Goal of the exercise. In the excerpt on trust-based flower sales, from what price did flowers in the Kazan flower terminals start?

Quoted text.
□ □ □
As for motives of such commerce, the founder of the chain of florists assumed that the owner of flowers simply doesn’t need them, and it is a way to present them. I mean it is some charity or ad. “Unlikely it is a case of economising on a salesperson. People maybe try to inculcate people with a culture of love for flowers and show that you should pay for the flowers not out of obligation but because of our goodwill. But I don’t know how successful it will be,” Tarasova said.
She reminded us that once flower terminals were installed in Kazan where one could insert money and take flowers. However, prices for flowers were different — from 500 rubles, and a commodity was protected. “But this way it was possible to understand how convenient and clear for people to buy flowers without a salesperson,” explains Avrora Tarasova. “Moreover, flowers are a quite peculiar commodity. You can buy them without a salesperson if it is very cheap or because it is very clear. Or if it is a bunch of one kind of flowers — roses or golden daisies, for instance. My colleagues succeeded in the business with these machines — they made standard bunches in clear places where people simply want to buy a bunch.”
“The flowers are probably a freebie”
Director of Concepto advertising agency Natalya Khamidullina, in turn, is convinced that the culture level of our society allows hoping that trust-based commerce will justify itself. And at least half of the purchasers will anyway transfer the price for the bunch to the flower owner’s account.
The interlocutor thinks that trust-based bunches are created by young entrepreneurs: “I don’t think they bought them. The flowers are probably a freebie — I am almost sure of this, one’s own money wasn’t invested in it. This is why it is so easy and available, maybe it will work,” she thinks. “The idea is to make money, without sweating. I mean if costs are equal to zero and people run no risk. Of course, I don’t think it is a business. I don’t think it is a PR stunt for the sake of benefit — it is likely a stunt for something different we will maybe learn about in the future”.
□ □ □
Extracted entries.
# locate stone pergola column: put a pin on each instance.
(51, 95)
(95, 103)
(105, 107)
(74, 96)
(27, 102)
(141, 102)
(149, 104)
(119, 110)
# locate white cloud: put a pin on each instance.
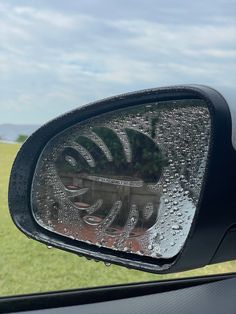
(50, 56)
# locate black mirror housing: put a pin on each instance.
(212, 233)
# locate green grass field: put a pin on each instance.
(27, 266)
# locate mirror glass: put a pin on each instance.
(129, 180)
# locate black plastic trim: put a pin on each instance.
(209, 226)
(93, 295)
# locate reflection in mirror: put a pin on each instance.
(129, 180)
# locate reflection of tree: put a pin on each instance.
(146, 164)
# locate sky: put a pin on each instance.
(58, 55)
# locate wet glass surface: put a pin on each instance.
(128, 180)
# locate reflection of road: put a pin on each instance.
(88, 233)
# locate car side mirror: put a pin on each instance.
(145, 180)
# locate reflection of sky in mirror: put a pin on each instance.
(57, 55)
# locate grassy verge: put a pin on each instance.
(27, 266)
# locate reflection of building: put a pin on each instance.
(146, 202)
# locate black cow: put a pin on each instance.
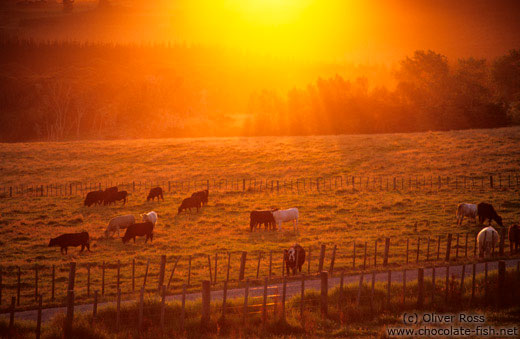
(71, 239)
(189, 203)
(112, 197)
(155, 192)
(514, 238)
(294, 258)
(261, 217)
(487, 212)
(94, 197)
(139, 230)
(202, 195)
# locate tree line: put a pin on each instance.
(70, 90)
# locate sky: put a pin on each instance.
(369, 31)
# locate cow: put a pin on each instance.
(94, 198)
(281, 216)
(202, 195)
(294, 258)
(112, 197)
(155, 192)
(150, 216)
(111, 189)
(71, 239)
(264, 217)
(139, 230)
(117, 223)
(189, 203)
(466, 210)
(487, 239)
(487, 212)
(514, 237)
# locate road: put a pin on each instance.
(292, 288)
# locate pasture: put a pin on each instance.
(333, 217)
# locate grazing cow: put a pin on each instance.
(71, 239)
(202, 195)
(155, 192)
(94, 197)
(487, 212)
(290, 214)
(117, 223)
(487, 239)
(150, 216)
(139, 230)
(112, 197)
(294, 258)
(514, 238)
(466, 210)
(189, 203)
(261, 217)
(111, 189)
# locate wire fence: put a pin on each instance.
(362, 182)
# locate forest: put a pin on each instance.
(53, 91)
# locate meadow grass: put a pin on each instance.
(369, 318)
(336, 216)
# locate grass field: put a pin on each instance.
(337, 216)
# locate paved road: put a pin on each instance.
(293, 288)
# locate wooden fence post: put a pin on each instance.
(39, 318)
(389, 287)
(18, 287)
(420, 288)
(229, 263)
(258, 264)
(162, 269)
(387, 250)
(324, 293)
(224, 300)
(140, 314)
(331, 269)
(322, 258)
(502, 240)
(118, 309)
(52, 281)
(418, 248)
(365, 257)
(242, 265)
(11, 317)
(264, 303)
(448, 247)
(206, 297)
(501, 283)
(146, 273)
(103, 279)
(189, 269)
(375, 253)
(407, 249)
(70, 314)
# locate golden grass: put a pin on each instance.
(334, 216)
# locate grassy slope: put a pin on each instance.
(332, 217)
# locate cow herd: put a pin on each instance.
(488, 237)
(270, 219)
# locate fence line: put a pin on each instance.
(109, 278)
(283, 185)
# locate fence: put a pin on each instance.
(297, 185)
(272, 302)
(175, 271)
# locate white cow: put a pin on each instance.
(487, 239)
(290, 214)
(150, 216)
(120, 222)
(466, 210)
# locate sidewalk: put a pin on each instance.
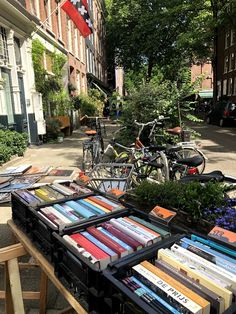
(66, 154)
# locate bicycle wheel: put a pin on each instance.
(87, 164)
(187, 152)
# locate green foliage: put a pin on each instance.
(12, 143)
(193, 198)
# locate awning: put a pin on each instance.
(206, 94)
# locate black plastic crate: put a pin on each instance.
(120, 299)
(76, 273)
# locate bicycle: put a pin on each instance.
(93, 148)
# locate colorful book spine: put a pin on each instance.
(208, 255)
(107, 241)
(90, 207)
(214, 245)
(204, 304)
(66, 213)
(162, 232)
(117, 240)
(133, 234)
(113, 255)
(193, 273)
(80, 209)
(121, 235)
(155, 296)
(157, 284)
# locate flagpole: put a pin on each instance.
(58, 7)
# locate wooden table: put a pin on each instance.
□ □ □
Response to the exercise. From 500 rubles.